:: Do this ::
Repeat the lines that follow, leaving nothing out.

========

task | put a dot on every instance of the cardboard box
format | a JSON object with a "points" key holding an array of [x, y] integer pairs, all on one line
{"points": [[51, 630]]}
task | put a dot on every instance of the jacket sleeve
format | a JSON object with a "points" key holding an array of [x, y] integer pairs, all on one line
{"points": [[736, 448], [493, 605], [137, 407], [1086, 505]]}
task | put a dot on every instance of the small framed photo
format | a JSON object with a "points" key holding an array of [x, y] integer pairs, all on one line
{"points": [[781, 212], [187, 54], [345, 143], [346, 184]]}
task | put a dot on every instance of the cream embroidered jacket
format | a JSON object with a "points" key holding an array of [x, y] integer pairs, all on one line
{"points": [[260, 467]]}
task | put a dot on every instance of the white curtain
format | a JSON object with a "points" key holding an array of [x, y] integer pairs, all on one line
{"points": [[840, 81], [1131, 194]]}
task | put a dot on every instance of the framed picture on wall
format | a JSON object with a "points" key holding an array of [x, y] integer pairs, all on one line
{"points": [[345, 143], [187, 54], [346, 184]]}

========

:: Correct result ::
task | put a dot on every instance of the cardboard box
format | a JSON object with a "points" key holding an array of [x, y] integer pairs, all on one line
{"points": [[51, 630]]}
task | put a dot on every instance of the jacket sleeve
format | a JSON object with a "points" key holding an array of [x, y] integer pairs, all on one line
{"points": [[736, 448], [493, 605], [137, 407], [1086, 505]]}
task | put a dot on every instance of the small framed photo
format | a JSON object with a "points" key holding an array of [x, y] integer pairs, all on one line
{"points": [[781, 212], [187, 54], [345, 143], [346, 184]]}
task | put a dot on every instance of the cream embroidered jacket
format | a JSON object with a "points" key holding an array of [x, y] integer pairs, all on one line
{"points": [[260, 467]]}
task | put a dot on every instance of the white curtain
format | a JSON object with a "points" key holding an array of [x, y] integer pairs, all on one line
{"points": [[840, 81], [1131, 194]]}
task | put a dot on every instance of the framed picture on wall
format | a JSON object with a "points" key holding an array of [x, y] integer pairs, all on one line
{"points": [[345, 143], [187, 54], [346, 184]]}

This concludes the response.